AIM: Reproduce the material below verbatim, starting from its first line and ending with the line that contains "[551,287,573,313]", both ends included.

>> start RECORDS FOR THIS EXERCISE

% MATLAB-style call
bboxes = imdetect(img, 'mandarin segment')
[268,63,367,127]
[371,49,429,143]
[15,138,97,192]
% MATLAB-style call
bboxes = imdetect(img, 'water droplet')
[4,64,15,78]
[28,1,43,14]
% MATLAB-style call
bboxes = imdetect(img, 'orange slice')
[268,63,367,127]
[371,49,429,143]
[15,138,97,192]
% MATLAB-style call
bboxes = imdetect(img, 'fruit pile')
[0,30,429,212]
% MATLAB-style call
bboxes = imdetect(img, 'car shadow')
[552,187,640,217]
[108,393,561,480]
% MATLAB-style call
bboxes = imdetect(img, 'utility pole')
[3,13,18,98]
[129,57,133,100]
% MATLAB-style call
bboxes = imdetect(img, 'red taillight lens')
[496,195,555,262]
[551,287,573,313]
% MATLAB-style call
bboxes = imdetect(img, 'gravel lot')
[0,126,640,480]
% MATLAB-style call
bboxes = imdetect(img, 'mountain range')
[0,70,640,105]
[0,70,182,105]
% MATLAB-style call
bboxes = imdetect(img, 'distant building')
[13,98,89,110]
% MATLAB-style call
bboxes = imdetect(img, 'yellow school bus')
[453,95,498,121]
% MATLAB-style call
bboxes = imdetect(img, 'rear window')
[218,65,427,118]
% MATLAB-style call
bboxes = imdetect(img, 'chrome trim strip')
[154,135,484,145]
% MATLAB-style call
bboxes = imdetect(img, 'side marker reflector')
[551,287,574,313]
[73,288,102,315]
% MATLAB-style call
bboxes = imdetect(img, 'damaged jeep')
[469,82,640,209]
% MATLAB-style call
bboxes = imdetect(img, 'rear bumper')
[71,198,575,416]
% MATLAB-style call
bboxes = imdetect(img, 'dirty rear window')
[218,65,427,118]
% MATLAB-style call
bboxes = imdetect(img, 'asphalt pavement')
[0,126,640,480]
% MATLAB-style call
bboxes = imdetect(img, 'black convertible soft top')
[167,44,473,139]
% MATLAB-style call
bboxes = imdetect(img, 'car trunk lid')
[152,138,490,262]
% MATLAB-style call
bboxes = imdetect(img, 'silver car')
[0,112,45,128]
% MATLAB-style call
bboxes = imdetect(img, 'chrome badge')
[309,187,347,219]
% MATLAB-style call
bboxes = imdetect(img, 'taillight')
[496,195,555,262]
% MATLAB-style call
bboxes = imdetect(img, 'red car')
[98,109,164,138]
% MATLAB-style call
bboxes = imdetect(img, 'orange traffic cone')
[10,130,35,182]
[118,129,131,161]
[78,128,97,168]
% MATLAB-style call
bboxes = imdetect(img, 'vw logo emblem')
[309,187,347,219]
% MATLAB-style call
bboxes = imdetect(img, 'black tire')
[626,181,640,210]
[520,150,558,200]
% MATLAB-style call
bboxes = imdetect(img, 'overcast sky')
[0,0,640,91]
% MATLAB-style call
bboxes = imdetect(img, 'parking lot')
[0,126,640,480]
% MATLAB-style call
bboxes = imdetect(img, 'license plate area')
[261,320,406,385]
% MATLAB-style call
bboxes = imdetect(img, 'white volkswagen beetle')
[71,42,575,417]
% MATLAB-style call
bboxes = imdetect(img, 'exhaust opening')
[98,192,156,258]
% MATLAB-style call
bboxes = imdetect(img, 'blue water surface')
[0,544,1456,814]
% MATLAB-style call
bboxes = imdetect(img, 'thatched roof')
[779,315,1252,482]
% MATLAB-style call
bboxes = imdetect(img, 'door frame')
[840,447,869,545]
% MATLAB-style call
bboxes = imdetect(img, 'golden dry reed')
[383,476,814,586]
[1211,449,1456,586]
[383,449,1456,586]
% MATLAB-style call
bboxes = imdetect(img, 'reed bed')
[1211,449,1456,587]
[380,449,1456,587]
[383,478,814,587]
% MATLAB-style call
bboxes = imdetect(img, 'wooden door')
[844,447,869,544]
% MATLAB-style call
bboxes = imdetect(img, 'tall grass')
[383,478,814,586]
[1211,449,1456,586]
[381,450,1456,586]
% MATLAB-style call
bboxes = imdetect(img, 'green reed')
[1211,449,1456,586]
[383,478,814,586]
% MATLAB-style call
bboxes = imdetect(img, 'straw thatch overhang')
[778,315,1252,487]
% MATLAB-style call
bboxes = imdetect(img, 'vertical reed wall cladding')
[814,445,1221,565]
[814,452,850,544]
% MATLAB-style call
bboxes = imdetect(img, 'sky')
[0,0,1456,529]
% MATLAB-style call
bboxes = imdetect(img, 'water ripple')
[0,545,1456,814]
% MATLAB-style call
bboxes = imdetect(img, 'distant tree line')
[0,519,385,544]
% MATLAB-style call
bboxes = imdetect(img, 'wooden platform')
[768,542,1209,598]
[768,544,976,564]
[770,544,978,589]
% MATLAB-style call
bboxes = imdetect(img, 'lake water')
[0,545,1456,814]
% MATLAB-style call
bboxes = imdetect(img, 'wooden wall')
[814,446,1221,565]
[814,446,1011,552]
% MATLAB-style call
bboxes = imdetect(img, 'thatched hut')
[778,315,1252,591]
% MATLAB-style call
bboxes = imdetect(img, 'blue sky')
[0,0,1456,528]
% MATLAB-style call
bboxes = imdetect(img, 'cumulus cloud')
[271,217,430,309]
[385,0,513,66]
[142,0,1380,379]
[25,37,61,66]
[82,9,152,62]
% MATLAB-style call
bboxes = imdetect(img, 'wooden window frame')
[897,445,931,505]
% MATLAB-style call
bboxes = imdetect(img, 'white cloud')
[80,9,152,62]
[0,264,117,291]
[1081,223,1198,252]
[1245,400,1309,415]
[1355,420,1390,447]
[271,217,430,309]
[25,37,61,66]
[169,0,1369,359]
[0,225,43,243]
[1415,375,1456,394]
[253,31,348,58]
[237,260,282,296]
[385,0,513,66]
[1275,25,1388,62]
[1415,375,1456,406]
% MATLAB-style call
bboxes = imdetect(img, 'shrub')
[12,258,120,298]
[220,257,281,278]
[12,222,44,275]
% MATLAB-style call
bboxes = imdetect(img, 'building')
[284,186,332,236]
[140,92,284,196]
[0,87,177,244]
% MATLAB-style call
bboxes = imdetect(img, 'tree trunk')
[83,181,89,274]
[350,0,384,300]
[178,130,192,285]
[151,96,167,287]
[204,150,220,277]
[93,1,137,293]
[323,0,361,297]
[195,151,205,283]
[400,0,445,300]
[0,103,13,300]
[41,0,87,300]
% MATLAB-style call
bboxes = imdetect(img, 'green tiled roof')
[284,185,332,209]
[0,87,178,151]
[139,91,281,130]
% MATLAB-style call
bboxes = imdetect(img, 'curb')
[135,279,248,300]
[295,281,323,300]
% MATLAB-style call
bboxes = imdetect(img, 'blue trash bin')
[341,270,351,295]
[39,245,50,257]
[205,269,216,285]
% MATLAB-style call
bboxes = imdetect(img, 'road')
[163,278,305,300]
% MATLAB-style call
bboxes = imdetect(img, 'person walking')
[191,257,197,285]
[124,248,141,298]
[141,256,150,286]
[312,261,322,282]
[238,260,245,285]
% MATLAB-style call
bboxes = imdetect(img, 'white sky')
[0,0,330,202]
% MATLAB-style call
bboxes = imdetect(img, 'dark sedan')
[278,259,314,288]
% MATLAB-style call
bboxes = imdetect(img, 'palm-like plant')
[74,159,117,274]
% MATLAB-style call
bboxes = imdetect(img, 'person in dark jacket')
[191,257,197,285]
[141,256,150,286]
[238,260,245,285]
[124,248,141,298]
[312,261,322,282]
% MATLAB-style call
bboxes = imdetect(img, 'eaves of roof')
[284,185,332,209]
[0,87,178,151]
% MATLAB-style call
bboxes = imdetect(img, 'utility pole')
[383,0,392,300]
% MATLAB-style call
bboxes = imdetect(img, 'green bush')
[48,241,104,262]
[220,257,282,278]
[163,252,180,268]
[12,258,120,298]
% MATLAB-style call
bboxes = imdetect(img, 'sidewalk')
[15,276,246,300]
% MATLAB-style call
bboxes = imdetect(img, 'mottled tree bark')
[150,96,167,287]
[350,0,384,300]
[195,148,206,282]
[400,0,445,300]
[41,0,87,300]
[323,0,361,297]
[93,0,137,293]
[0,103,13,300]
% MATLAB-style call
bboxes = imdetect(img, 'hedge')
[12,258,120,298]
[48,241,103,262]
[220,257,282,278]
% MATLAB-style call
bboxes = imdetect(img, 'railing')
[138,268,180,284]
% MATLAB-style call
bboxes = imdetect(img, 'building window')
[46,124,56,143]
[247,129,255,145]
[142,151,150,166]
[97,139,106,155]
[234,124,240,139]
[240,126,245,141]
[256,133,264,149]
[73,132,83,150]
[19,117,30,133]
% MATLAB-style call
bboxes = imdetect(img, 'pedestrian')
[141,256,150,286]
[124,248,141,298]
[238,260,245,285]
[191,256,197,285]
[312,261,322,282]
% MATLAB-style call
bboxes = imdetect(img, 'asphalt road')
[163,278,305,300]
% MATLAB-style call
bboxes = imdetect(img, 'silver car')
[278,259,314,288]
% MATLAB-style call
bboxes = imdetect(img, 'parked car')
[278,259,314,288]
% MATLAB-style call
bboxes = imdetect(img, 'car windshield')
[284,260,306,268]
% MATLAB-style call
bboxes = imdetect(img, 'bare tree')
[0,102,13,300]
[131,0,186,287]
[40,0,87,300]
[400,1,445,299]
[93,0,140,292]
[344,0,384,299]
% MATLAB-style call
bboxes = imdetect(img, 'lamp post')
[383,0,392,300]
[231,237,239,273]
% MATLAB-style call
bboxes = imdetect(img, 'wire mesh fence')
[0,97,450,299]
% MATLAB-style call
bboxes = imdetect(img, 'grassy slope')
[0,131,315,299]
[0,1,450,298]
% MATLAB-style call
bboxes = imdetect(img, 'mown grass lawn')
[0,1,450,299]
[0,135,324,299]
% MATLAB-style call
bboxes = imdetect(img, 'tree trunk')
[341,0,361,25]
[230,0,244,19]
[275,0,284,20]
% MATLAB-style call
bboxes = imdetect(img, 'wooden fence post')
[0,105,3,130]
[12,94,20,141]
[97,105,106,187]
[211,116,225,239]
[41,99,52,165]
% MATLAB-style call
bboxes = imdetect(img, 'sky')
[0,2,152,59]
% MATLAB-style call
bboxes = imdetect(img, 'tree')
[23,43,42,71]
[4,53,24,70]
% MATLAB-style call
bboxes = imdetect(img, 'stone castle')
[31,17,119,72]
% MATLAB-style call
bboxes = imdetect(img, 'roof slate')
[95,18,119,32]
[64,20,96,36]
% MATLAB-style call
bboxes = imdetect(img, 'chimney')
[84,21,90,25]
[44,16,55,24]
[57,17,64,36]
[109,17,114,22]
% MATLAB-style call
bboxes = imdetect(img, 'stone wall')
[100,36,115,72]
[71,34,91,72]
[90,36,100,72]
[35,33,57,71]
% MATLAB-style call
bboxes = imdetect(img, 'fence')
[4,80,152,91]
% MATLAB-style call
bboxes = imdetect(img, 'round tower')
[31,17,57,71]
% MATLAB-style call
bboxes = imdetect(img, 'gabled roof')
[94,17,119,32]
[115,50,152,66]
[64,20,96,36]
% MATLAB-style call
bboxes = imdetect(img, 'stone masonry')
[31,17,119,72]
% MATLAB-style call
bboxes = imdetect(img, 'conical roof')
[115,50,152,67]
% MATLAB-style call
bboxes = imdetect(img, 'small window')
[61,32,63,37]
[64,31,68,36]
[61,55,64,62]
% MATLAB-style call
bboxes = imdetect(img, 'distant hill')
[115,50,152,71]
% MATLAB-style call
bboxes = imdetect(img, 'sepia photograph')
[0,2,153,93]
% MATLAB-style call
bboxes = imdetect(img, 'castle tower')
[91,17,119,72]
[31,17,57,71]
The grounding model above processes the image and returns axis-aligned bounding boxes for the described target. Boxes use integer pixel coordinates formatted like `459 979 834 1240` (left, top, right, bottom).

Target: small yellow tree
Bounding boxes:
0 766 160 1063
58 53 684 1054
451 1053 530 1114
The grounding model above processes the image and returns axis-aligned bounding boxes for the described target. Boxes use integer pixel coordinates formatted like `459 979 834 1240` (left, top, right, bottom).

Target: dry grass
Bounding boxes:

>> end RECORDS FOR THIS EXERCISE

EXERCISE ANSWER:
% MATLAB-style call
bboxes = imdetect(img, 'mandarin segment')
[268,63,367,127]
[371,49,429,143]
[15,138,97,192]
% MATLAB-style call
bboxes = imdetect(img, 'water droplet')
[4,64,15,78]
[28,1,43,14]
% MATLAB-style call
bboxes = imdetect(img, 'orange slice')
[268,63,367,127]
[371,49,429,143]
[15,138,97,192]
% MATLAB-style call
bboxes = imdetect(img, 'fruit pile')
[0,30,429,212]
% MATLAB-style call
bboxes = imdetect(img, 'car shadow')
[552,187,640,217]
[108,393,561,480]
% MATLAB-style call
bboxes = imdetect(img, 'utility pole')
[3,13,18,98]
[129,57,133,100]
% MATLAB-style call
bboxes = imdetect(img, 'red taillight lens')
[496,195,555,262]
[551,287,573,313]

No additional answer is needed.